§ **Exercise description**
Give a verbatim quotation of every record.

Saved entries
====================

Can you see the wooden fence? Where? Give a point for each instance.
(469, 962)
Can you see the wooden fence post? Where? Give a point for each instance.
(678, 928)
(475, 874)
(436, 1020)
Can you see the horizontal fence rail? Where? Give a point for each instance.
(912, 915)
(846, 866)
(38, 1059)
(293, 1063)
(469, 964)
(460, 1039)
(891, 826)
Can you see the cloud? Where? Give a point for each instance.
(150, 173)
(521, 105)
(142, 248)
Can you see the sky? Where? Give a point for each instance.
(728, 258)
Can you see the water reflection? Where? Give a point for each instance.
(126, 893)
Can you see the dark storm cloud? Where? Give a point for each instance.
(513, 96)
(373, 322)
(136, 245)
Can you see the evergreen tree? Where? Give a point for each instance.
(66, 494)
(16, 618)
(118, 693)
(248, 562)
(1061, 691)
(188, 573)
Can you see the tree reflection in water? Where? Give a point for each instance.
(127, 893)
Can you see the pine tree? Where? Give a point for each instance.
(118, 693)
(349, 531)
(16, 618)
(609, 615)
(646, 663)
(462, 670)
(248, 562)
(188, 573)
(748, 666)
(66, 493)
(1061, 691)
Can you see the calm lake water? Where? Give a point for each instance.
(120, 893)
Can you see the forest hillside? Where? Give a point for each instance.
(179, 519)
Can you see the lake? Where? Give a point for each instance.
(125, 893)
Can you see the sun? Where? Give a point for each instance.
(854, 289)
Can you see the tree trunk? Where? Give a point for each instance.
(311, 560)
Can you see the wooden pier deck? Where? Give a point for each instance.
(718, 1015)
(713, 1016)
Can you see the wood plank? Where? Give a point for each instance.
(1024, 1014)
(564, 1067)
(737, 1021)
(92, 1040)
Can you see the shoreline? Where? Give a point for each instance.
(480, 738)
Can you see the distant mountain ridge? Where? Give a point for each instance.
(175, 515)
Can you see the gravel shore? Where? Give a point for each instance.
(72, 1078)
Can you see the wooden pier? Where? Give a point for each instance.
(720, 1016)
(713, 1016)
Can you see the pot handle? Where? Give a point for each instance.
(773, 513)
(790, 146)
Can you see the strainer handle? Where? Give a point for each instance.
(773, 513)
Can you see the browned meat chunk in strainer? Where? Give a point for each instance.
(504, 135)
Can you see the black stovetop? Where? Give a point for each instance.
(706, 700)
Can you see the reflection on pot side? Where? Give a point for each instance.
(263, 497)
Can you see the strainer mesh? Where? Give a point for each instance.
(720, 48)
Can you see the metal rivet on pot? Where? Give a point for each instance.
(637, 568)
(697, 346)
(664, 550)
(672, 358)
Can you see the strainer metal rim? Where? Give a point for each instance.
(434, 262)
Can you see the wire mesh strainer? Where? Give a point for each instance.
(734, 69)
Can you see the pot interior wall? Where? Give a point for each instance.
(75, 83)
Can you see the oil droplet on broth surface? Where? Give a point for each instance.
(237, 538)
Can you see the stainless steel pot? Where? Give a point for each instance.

====================

§ **Solved exercise**
Can you see the wooden fence? Where? Give a point for each instance.
(469, 962)
Can you see the wooden fence post? Where? Give a point for each instance.
(678, 928)
(475, 874)
(436, 1020)
Can you see the horizontal fence rail? Where? Give a point for each instance.
(912, 915)
(846, 866)
(38, 1059)
(293, 1063)
(469, 964)
(460, 1039)
(891, 826)
Can you see the cloud? Where? Give a point for each instance.
(150, 173)
(521, 105)
(142, 248)
Can you see the sky? Where? Give a point for each instance.
(728, 258)
Can you see the water reflection? Where? Give a point for each instance.
(126, 893)
Can you see the dark storm cloud? Where? Give a point for each instance.
(513, 96)
(373, 322)
(136, 245)
Can you see the evergreen tree? Where? Give a point for each instance.
(66, 494)
(16, 618)
(118, 693)
(248, 562)
(1061, 691)
(188, 573)
Can you see the tree reflection in water? Where? Give a point for each instance.
(127, 893)
Can you see the pine tree? Where? Give a point for each instance.
(118, 693)
(349, 531)
(16, 618)
(609, 615)
(646, 663)
(462, 670)
(248, 562)
(188, 573)
(748, 666)
(66, 493)
(1061, 691)
Can you see the calm lake water? Where? Give a point for each instance.
(120, 893)
Can you see the forest hillside? Where? Give a point for each instance.
(179, 519)
Can you see the lake? Where? Give a point for each instance.
(125, 893)
Can you see the sun? Where? Give a point for each instance.
(854, 289)
Can you see the tree trunk? Where? Give a point for each instance.
(311, 560)
Can you see the wooden pier deck? Where? Give a point for each instance.
(718, 1015)
(713, 1016)
Can you see the wood plank? Where? Give a point for each instance.
(1024, 1014)
(564, 1067)
(737, 1021)
(92, 1040)
Can you see the shoreline? Where? Give a point for each instance.
(480, 738)
Can you see the distant mountain ridge? Where? Give a point for each instance.
(175, 515)
Can you see the gravel shore? Where? Give a point for each instance.
(72, 1078)
Can you see the wooden pier? Where? Give a point for each instance.
(720, 1016)
(713, 1016)
Can you see the pot handle? Where? Give a point for each instance.
(773, 513)
(790, 146)
Can you see the strainer handle? Where? Give a point for each instance.
(773, 513)
Can you see the browned meat chunk in strainer? Where? Give a point for each instance.
(504, 135)
Can you see the black stovetop? Where? Give a point for each instance.
(706, 700)
Can you see the reflection on pot side? Where? Give a point for each instance.
(263, 497)
Can you see the strainer mesh? Where? Give a point for each instance.
(720, 48)
Can you see the metal rivet on pot? Where? Give a point for each instance.
(637, 568)
(697, 346)
(664, 550)
(672, 358)
Can you see the strainer metal rim? Where? Give a point for each instance.
(434, 262)
Can you see the wire mesh strainer? Where? Give a point for each instance.
(734, 69)
Can you see the pot interior wall? Where? Give a point for each instance.
(75, 83)
Can you see the oil droplet on broth surface? Where? Give a point for each instance.
(237, 538)
Can you see the stainless steel pot? Where? Give a point for each instance.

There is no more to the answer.